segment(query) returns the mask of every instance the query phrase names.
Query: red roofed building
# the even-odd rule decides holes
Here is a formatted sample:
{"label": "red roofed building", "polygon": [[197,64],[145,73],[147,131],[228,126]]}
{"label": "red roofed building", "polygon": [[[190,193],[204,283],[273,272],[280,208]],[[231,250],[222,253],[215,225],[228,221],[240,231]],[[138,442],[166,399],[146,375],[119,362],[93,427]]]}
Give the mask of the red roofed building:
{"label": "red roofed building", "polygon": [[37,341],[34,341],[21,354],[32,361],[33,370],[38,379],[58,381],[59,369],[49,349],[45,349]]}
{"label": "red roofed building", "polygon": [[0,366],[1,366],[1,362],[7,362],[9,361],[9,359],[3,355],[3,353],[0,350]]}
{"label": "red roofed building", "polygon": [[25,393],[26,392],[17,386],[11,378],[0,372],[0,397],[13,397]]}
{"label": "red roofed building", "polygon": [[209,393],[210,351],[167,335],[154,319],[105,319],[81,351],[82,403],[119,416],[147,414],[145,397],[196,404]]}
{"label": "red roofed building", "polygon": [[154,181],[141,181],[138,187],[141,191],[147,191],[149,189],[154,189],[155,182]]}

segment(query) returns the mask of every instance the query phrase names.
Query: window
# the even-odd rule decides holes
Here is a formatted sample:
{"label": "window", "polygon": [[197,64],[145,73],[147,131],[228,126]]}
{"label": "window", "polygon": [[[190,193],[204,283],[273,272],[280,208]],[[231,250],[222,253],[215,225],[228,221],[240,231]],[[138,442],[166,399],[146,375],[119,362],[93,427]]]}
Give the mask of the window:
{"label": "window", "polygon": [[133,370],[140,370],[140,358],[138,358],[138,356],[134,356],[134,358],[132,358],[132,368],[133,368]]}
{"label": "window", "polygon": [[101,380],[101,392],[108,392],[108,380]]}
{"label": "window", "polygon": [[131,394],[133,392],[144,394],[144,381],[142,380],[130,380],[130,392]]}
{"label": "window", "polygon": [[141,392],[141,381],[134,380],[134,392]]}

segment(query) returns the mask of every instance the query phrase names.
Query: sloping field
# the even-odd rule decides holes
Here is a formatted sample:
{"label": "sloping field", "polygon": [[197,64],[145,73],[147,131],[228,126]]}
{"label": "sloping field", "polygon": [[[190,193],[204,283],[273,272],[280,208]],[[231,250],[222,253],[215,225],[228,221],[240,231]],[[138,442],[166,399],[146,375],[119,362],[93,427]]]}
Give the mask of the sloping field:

· · ·

Description of the task
Count the lines in the records above that contain the word "Give". Reply with only the number.

Exercise solution
3